* _Vorliegender Textauszug_

Index

Back Top Print

CODEX DES KANONISCHEN RECHTES

 

BUCH II

VOLK GOTTES

 

TEIL III

INSTITUTE DES GEWEIHTEN LEBENS UND GESELLSCHAFTEN DES APOSTOLISCHEN LEBENS

 

SEKTION I

INSTITUTE DES GEWEIHTEN LEBENS

 

TITEL II

ORDENSINSTITUTE (Cann. 607 – 709)

 

KAPITEL VI

TRENNUNG DER MITGLIEDER VOM INSTITUT

Artikel 3

ENTLASSUNG VON MITGLIEDERN

Can. 694 — § 1. Ein Mitglied gilt als ohne weiteres aus dem Institut entlassen, das:

1° offenkundig vom katholischen Glauben abgefallen ist;

2° eine Ehe geschlossen oder den Abschluß einer solchen, wenn auch nur in Form der Zivilehe, versucht hat.

* _Gestellte Aufgabe 1_
Schreiben Sie aus den Datensätzen die Zeilen vom ersten Eintrag bis einschließlich der Zeile mit "303;122;376;174" ab. Lassen Sie die Bilder dabei weg.
Die Datensätze stehen in keinem Zusammenhang mit dem Textauszug.

* _Angezeigte Daten_
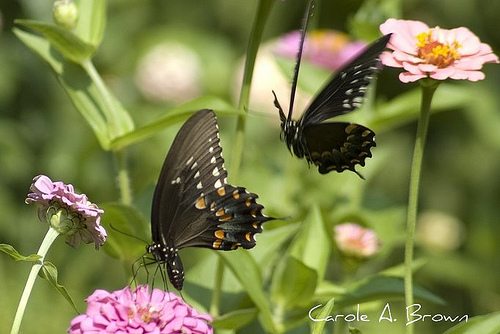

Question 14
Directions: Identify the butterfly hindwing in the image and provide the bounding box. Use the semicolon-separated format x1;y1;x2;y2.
148;110;273;290
303;122;376;174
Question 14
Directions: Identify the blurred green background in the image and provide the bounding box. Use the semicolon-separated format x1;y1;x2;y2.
0;0;500;333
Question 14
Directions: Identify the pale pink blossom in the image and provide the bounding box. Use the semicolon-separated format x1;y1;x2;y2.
26;175;107;249
335;223;380;258
380;19;499;83
274;30;366;71
68;285;213;334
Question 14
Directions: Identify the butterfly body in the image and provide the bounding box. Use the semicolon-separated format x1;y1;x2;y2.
273;12;391;176
147;109;273;290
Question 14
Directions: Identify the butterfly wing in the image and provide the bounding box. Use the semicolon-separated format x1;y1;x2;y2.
151;110;272;250
303;122;375;176
299;34;391;127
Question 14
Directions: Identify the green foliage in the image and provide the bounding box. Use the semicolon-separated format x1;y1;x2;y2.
444;312;500;334
0;0;500;334
38;261;79;314
0;244;41;262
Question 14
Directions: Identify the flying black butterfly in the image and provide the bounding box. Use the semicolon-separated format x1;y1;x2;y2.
147;109;274;290
273;1;391;178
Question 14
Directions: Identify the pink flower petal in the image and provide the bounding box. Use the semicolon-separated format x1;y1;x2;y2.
68;285;213;334
380;19;499;83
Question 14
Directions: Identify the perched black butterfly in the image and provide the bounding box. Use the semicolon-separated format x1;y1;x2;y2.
273;2;391;177
147;109;273;290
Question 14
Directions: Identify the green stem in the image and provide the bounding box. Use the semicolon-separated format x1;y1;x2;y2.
210;257;224;317
10;227;59;334
404;80;438;334
82;60;115;128
210;0;275;315
231;0;274;180
114;150;132;205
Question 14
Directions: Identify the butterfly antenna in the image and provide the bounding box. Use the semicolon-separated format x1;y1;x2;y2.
287;0;314;120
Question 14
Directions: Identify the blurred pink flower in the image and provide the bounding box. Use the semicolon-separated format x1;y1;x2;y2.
335;223;380;258
68;285;213;334
26;175;107;249
380;19;499;83
274;30;366;71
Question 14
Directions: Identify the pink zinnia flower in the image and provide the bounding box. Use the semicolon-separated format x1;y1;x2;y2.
68;285;213;334
335;223;380;258
380;19;499;83
275;30;366;71
26;175;107;249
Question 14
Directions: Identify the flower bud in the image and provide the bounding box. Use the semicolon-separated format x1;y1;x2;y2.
52;0;78;30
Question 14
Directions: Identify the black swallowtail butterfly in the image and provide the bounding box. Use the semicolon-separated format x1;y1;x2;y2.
273;1;391;177
147;109;274;290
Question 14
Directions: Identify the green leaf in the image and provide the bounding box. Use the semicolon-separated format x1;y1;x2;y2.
14;20;96;64
217;249;276;333
252;223;300;269
289;205;332;281
335;275;445;307
311;298;335;334
111;96;240;150
100;203;148;263
374;84;474;133
212;308;258;330
75;0;107;49
0;244;42;262
444;312;500;334
38;261;80;313
14;29;134;150
271;256;318;310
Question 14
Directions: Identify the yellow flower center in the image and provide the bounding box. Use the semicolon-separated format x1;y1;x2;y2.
417;30;461;68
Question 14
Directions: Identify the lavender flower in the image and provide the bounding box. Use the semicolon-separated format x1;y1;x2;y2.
335;223;380;258
68;285;213;334
26;175;107;249
275;30;366;71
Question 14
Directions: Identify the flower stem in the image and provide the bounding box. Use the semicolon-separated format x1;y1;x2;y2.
210;0;275;315
404;80;438;334
231;0;274;180
210;256;224;317
10;227;59;334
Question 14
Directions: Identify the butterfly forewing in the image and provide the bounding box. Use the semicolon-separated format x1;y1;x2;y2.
274;30;391;176
151;110;227;248
148;110;273;290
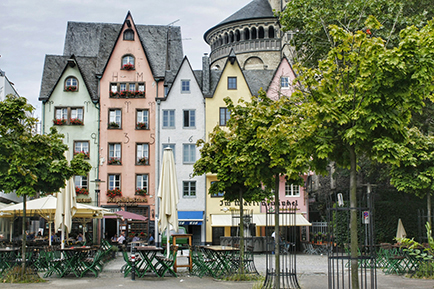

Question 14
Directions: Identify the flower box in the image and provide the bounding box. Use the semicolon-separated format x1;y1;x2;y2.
107;189;122;198
53;118;66;125
74;151;90;160
69;118;83;125
137;157;149;165
136;122;148;129
109;122;119;128
135;189;148;196
122;63;134;70
108;158;122;165
65;85;77;91
75;187;89;195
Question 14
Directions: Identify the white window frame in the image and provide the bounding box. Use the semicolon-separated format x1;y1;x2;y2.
285;182;300;197
181;79;190;93
108;174;121;190
182;181;197;198
182;144;196;164
182;109;196;128
163;109;175;128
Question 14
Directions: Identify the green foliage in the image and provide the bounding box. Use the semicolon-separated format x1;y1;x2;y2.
0;266;46;283
0;95;91;196
279;0;434;67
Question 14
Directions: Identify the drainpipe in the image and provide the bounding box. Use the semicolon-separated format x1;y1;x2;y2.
154;79;164;246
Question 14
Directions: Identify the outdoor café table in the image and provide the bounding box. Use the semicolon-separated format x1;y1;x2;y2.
134;246;164;278
202;246;240;277
59;246;92;277
0;247;21;272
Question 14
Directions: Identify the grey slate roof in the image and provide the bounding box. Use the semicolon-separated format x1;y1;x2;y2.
39;55;98;102
39;17;183;101
204;0;275;39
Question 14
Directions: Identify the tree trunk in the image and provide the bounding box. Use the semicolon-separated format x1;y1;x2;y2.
21;194;27;279
239;189;244;274
274;175;280;288
349;146;359;289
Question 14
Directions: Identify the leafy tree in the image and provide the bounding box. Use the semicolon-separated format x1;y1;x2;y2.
390;128;434;226
284;17;434;288
279;0;434;67
0;95;91;272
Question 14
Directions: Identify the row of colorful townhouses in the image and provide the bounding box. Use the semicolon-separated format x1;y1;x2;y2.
39;0;309;244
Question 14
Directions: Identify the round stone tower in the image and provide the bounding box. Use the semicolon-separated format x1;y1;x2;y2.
204;0;288;70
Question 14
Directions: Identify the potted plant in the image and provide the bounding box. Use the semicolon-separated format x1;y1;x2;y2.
108;157;122;165
137;157;148;165
136;122;148;129
122;63;134;70
53;118;66;125
110;245;119;259
109;121;119;128
136;188;148;196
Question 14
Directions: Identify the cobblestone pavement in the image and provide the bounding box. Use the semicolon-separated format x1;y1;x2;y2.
1;254;434;289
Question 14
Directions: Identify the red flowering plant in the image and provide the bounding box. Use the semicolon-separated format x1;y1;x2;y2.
122;63;134;70
65;85;77;91
74;151;90;159
137;157;148;165
69;118;83;125
136;188;148;196
53;118;66;125
108;157;122;165
136;122;148;129
107;188;122;198
75;187;89;195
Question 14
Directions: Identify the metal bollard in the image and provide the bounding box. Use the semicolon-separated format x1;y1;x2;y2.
131;253;136;281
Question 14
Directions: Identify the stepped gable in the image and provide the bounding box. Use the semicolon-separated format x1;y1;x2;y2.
63;22;183;77
39;55;98;102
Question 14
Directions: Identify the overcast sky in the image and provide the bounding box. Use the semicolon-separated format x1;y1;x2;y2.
0;0;251;116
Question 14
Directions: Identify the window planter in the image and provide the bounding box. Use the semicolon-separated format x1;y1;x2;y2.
137;157;148;165
122;63;134;70
69;118;83;125
109;122;119;128
108;158;122;165
75;187;89;195
107;189;122;198
136;122;148;129
136;189;148;196
74;151;90;160
65;85;77;91
53;119;66;125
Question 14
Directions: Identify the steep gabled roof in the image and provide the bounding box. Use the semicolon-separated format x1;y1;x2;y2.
203;0;275;41
39;55;98;102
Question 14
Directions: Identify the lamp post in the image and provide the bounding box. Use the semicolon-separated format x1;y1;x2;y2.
91;179;105;244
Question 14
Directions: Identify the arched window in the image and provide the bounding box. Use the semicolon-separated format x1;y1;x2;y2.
65;76;78;91
124;29;134;40
258;26;264;39
229;31;234;43
122;55;135;70
235;29;241;41
252;27;256;40
268;26;274;38
244;28;250;40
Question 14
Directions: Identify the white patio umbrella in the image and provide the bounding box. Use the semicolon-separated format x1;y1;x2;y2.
54;151;77;249
158;148;179;257
396;219;407;242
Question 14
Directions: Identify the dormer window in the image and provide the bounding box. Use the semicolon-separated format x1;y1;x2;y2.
124;29;134;40
122;55;135;70
65;76;78;91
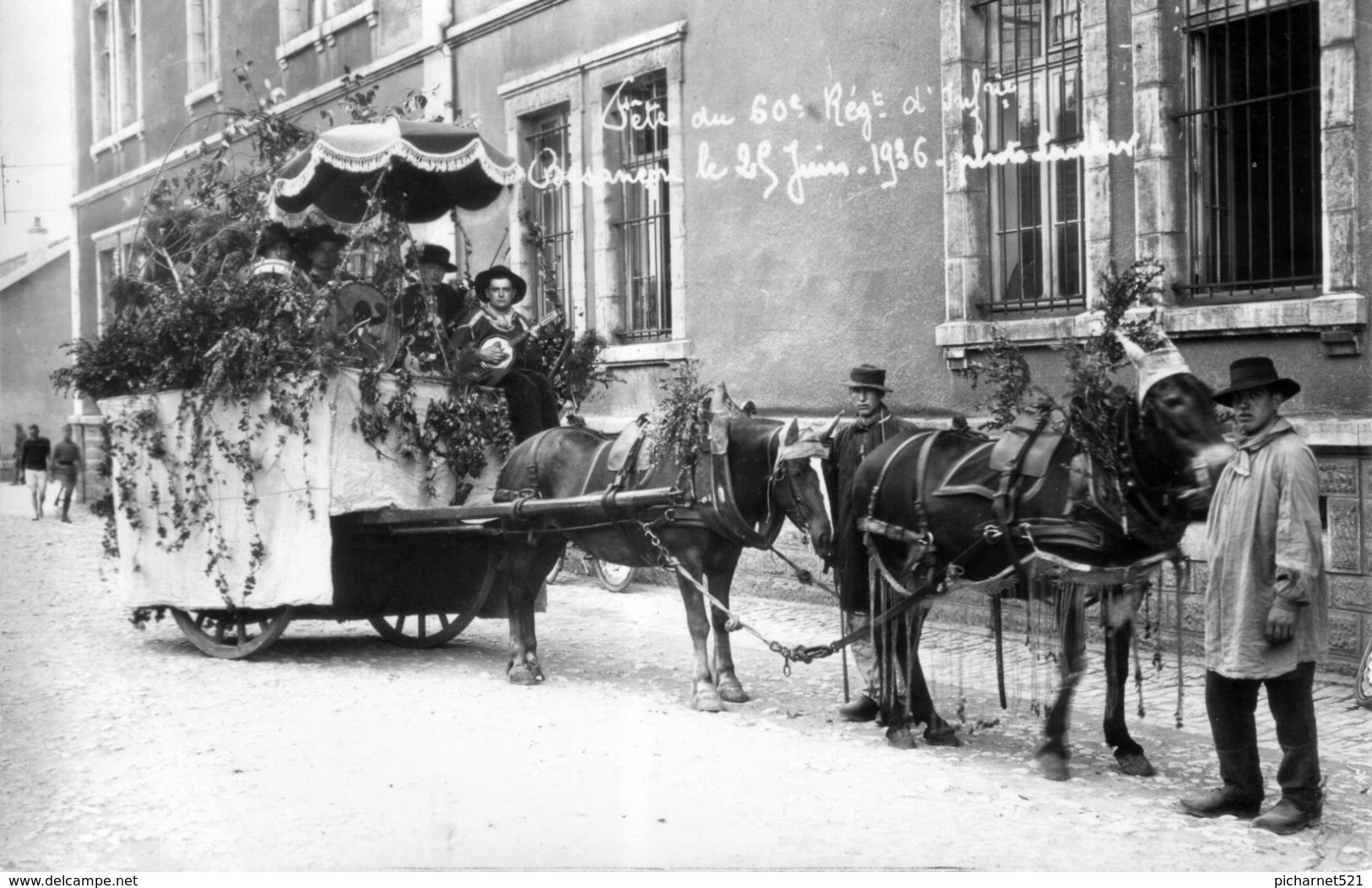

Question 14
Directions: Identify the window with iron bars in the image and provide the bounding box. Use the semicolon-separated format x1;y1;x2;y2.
1180;0;1323;301
612;72;672;342
524;107;572;317
977;0;1085;314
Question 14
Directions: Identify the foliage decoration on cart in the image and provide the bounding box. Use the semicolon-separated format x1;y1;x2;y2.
53;55;602;634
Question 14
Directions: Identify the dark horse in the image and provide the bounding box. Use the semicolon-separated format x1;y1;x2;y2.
500;386;832;712
854;343;1234;780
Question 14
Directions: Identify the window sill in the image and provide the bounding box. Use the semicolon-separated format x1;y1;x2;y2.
276;0;377;68
90;119;143;160
182;77;224;114
1165;292;1368;338
935;292;1368;361
601;339;694;366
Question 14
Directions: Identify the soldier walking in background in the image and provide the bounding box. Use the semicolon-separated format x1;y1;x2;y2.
52;425;84;524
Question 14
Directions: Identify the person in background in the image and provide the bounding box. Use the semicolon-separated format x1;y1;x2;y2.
18;425;52;522
52;425;85;524
11;423;26;487
1181;357;1330;835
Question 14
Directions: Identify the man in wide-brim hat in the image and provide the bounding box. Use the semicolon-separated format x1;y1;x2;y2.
476;265;529;306
399;243;467;335
453;265;558;442
823;364;917;722
299;225;349;285
1181;357;1328;835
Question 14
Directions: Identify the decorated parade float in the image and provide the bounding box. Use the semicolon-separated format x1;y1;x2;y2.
55;59;637;658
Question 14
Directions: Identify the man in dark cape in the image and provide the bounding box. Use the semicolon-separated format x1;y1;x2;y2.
823;364;918;722
453;265;558;443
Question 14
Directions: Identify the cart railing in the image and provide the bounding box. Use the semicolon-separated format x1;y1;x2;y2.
349;487;682;534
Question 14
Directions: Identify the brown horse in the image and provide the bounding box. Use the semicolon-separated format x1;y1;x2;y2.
500;386;832;712
854;343;1234;780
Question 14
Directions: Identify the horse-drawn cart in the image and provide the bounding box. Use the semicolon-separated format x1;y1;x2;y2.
100;371;675;658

* _Gestellte Aufgabe 2_
Stimmen diese Aussagen mit dem Textauszug zum Kirchenrecht überein? Antworten Sie jeweils mit Ja oder Nein und zitieren Sie die entscheidenden Worte. (a) Ein Mitglied, das offenkundig vom katholischen Glauben abgefallen ist, gilt als ohne weiteres aus dem Institut entlassen. (b) Nur eine vor der Kirche geschlossene Ehe führt zur Entlassung. (c) Titel II umfasst die Canones 607 bis 709.

* _Erwartete Antwort 1_
Question 14
Directions: Identify the butterfly hindwing in the image and provide the bounding box. Use the semicolon-separated format x1;y1;x2;y2.
148;110;273;290
303;122;376;174

* _Erwartete Antwort 2_
(a) Ja: "Ein Mitglied gilt als ohne weiteres aus dem Institut entlassen, das: 1° offenkundig vom katholischen Glauben abgefallen ist"
(b) Nein: "wenn auch nur in Form der Zivilehe"
(c) Ja: "ORDENSINSTITUTE (Cann. 607 – 709)"